A block of data
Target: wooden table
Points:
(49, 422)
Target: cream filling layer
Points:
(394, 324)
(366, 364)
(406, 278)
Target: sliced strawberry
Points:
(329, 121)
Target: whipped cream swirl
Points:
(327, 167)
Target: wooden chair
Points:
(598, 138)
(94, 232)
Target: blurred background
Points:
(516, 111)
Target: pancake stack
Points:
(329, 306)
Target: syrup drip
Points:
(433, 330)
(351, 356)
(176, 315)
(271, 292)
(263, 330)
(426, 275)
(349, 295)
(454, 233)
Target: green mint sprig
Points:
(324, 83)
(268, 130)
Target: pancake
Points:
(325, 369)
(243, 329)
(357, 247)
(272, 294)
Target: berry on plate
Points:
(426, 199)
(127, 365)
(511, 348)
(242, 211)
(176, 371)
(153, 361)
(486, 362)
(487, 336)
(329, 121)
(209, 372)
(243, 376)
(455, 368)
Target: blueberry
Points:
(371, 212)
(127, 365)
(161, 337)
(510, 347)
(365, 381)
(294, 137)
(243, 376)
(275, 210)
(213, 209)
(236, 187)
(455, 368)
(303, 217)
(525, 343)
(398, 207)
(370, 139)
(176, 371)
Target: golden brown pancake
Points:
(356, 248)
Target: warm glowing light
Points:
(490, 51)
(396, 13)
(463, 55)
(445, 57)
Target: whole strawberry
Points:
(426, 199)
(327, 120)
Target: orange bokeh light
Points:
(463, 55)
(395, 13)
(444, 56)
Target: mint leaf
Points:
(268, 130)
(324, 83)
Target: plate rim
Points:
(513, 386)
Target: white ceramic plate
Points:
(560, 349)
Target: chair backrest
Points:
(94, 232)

EXERCISE: Would you give again, word for word, every line from the one with "Target: cream filling layer" through the final line of the listing above?

THE COMPLETED TASK:
Target: cream filling layer
Points:
(394, 324)
(366, 364)
(406, 278)
Target: sliced strawberry
Points:
(329, 121)
Target: whipped cream swirl
Points:
(327, 167)
Target: wooden chair
Points:
(598, 138)
(94, 232)
Target: blurred background
Points:
(516, 111)
Target: pancake stack
Points:
(329, 306)
Target: syrup drip
Points:
(433, 330)
(351, 356)
(176, 315)
(271, 292)
(263, 330)
(426, 275)
(349, 295)
(454, 233)
Target: green mint sprig
Points:
(324, 83)
(268, 130)
Target: pancake
Points:
(325, 369)
(243, 329)
(357, 247)
(272, 294)
Target: berry on plate
Points:
(426, 199)
(127, 365)
(511, 348)
(242, 211)
(176, 371)
(153, 361)
(486, 362)
(487, 336)
(329, 121)
(209, 372)
(243, 376)
(455, 368)
Target: blueberry
Points:
(371, 212)
(127, 365)
(161, 337)
(510, 347)
(365, 381)
(294, 137)
(243, 376)
(275, 210)
(213, 209)
(236, 187)
(455, 368)
(303, 217)
(525, 343)
(398, 207)
(370, 139)
(176, 371)
Target: golden brown pancake
Points:
(356, 248)
Target: warm glowing light
Points:
(490, 51)
(396, 13)
(463, 55)
(445, 57)
Target: whole strawberry
Points:
(426, 199)
(327, 120)
Target: orange bokeh light
Points:
(463, 55)
(395, 13)
(444, 56)
Target: mint leaf
Points:
(268, 130)
(324, 83)
Target: plate rim
Points:
(513, 386)
Target: white ceramic plate
Points:
(560, 349)
Target: chair backrest
Points:
(94, 232)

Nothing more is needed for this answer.